Text provided -
· · ·
Although a number of recent studies on the surgical treatment of insular low-grade glioma (LGG) have demonstrated that aggressive resection leads to increased overall patient survival and decreased malignant progression, less attention has been given to the results with respect to tumor-related epilepsy. The aim of this investigation was to evaluate the impact of volumetric, histological, and intraoperative neurophysiological factors on seizure outcome in patients with insular LGG.

Methods

The authors evaluated predictors of seizure outcome with special emphasis on both the extent of tumor resection (EOR) and the tumor's infiltrative pattern quantified by computing the difference between the preoperative T2- and T1-weighted MR images (ΔVT2T1) in 52 patients with preoperative drug-resistant epilepsy.

Results

The 12-month postoperative seizure outcome (Engel class) was as follows: seizure free (Class I), 67.31%; rare seizures (Class II), 7.69%; meaningful seizure improvement (Class III), 15.38%; and no improvement or worsening (Class IV), 9.62%. Poor seizure control was more common in patients with a longer preoperative seizure history (p < 0.002) and higher frequency of seizures (p = 0.008). Better seizure control was achieved in cases with EOR ≥ 90% (p < 0.001) and ΔVT2T1 < 30 cm3 (p < 0.001). In the final model, ΔVT2T1 proved to be the strongest independent predictor of seizure outcome in insular LGG patients (p < 0.0001).

Conclusions

No or little postoperative seizure improvement occurs mainly in cases with a prevalent infiltrative tumor growth pattern, expressed by high ΔVT2T1 values, which consequently reflects a smaller EOR.
· · ·
[Dataset entries]
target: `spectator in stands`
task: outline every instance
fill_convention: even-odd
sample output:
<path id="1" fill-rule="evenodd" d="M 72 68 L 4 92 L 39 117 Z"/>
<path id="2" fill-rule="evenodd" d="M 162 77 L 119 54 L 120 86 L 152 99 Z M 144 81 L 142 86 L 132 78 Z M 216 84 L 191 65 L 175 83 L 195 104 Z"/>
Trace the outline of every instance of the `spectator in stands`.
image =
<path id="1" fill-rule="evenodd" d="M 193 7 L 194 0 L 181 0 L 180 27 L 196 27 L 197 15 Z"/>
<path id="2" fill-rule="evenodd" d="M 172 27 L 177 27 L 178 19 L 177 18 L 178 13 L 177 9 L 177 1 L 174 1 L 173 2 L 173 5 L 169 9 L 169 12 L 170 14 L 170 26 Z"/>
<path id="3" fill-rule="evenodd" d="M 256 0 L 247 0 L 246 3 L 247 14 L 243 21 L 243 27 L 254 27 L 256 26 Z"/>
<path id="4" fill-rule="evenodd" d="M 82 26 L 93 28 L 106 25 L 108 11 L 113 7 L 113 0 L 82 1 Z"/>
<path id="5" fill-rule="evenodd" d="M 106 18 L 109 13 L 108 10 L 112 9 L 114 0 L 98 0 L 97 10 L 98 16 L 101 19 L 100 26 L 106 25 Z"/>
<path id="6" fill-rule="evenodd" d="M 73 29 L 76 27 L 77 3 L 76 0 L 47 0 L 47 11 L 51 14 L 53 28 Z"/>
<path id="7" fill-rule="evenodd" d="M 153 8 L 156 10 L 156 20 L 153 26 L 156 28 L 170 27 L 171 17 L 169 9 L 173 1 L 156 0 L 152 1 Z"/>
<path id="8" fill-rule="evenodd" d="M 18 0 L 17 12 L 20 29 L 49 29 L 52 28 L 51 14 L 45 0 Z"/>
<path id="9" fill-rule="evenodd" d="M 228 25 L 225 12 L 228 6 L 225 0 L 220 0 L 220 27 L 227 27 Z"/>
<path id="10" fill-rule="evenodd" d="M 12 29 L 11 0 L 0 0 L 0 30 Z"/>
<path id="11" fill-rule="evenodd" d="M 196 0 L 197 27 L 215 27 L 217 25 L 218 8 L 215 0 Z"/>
· · ·
Work task - Repeat the entire abstract on seizure outcome after surgery for insular low-grade glioma word for word.

Written reply -
Although a number of recent studies on the surgical treatment of insular low-grade glioma (LGG) have demonstrated that aggressive resection leads to increased overall patient survival and decreased malignant progression, less attention has been given to the results with respect to tumor-related epilepsy. The aim of this investigation was to evaluate the impact of volumetric, histological, and intraoperative neurophysiological factors on seizure outcome in patients with insular LGG.

Methods

The authors evaluated predictors of seizure outcome with special emphasis on both the extent of tumor resection (EOR) and the tumor's infiltrative pattern quantified by computing the difference between the preoperative T2- and T1-weighted MR images (ΔVT2T1) in 52 patients with preoperative drug-resistant epilepsy.

Results

The 12-month postoperative seizure outcome (Engel class) was as follows: seizure free (Class I), 67.31%; rare seizures (Class II), 7.69%; meaningful seizure improvement (Class III), 15.38%; and no improvement or worsening (Class IV), 9.62%. Poor seizure control was more common in patients with a longer preoperative seizure history (p < 0.002) and higher frequency of seizures (p = 0.008). Better seizure control was achieved in cases with EOR ≥ 90% (p < 0.001) and ΔVT2T1 < 30 cm3 (p < 0.001). In the final model, ΔVT2T1 proved to be the strongest independent predictor of seizure outcome in insular LGG patients (p < 0.0001).

Conclusions

No or little postoperative seizure improvement occurs mainly in cases with a prevalent infiltrative tumor growth pattern, expressed by high ΔVT2T1 values, which consequently reflects a smaller EOR.